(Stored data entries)
- - - - -

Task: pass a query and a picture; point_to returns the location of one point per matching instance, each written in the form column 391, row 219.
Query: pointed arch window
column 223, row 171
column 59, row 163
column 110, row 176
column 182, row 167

- - - - -

Give back the data exactly, with no line dropped.

- [Solution to this exercise]:
Task: pass a query and a picture; point_to returns the location of one point per matching instance, each written in the form column 391, row 219.
Query: pointed arch window
column 223, row 171
column 59, row 163
column 110, row 176
column 182, row 167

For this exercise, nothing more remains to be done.